QUOTE (kenny @ Aug 21 2023, 02:03 PM)
And the Soviet moon landings had a lot more than 1 failure, and a lot more than 5 attempts (if that is what "trials" means).
You're quite right. The supplement notes
Data in this section are drawn from a variety of sources, principally Wilson (1987), Ball et al. (2006) and
Harland and Lorenz (2006) together with contemporary internet sources (Wikipedia entries for Soyuz,
Falcon 9, Luna Program, Cromwell's Rule, downloaded November 2018). Various judgements are made
regarding the accounting of specific examples which could lead to small adjustments in estimated
probabilities. The principal message, that probabilities of success are not (and are sometimes far from)
unity, is robust to the subjective component of these assessments
.....
.....
The Soviet lunar exploration program featured 2 successful semi‐hard landings (Luna‐9 and ‐13), two
successful landers with Lunokhod rovers (Luna‐17 and ‐21) and one rover that failed to depart Earth.

- - -

→ **Written problem A**: In the forum post on Soviet moon landings, which two Luna missions carried Lunokhod rovers?

→ **Provided entries**:
- - -

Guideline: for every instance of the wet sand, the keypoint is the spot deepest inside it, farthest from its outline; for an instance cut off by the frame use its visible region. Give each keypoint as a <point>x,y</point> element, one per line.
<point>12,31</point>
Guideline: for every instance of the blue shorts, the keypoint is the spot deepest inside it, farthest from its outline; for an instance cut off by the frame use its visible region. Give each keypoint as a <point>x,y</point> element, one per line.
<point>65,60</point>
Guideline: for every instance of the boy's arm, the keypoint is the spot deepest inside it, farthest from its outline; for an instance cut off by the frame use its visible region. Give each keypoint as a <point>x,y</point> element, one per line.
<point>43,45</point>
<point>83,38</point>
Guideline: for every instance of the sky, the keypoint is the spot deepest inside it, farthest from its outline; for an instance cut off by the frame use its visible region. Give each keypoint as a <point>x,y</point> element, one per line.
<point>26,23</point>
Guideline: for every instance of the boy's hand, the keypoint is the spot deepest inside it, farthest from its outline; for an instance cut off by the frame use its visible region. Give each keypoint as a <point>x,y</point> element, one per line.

- - -

→ **Written problem B**: Rewrite everything in the records from the line containing "Guideline: for every instance of the boy's arm, the" down to the line containing "<point>83,38</point>", changing "boy's arm" to "child's arm" and keeping all else the same. Give only those lines.

→ **Exercise output A**: Luna‐17 and Luna‐21.

→ **Exercise output B**:
Guideline: for every instance of the child's arm, the keypoint is the spot deepest inside it, farthest from its outline; for an instance cut off by the frame use its visible region. Give each keypoint as a <point>x,y</point> element, one per line.
<point>43,45</point>
<point>83,38</point>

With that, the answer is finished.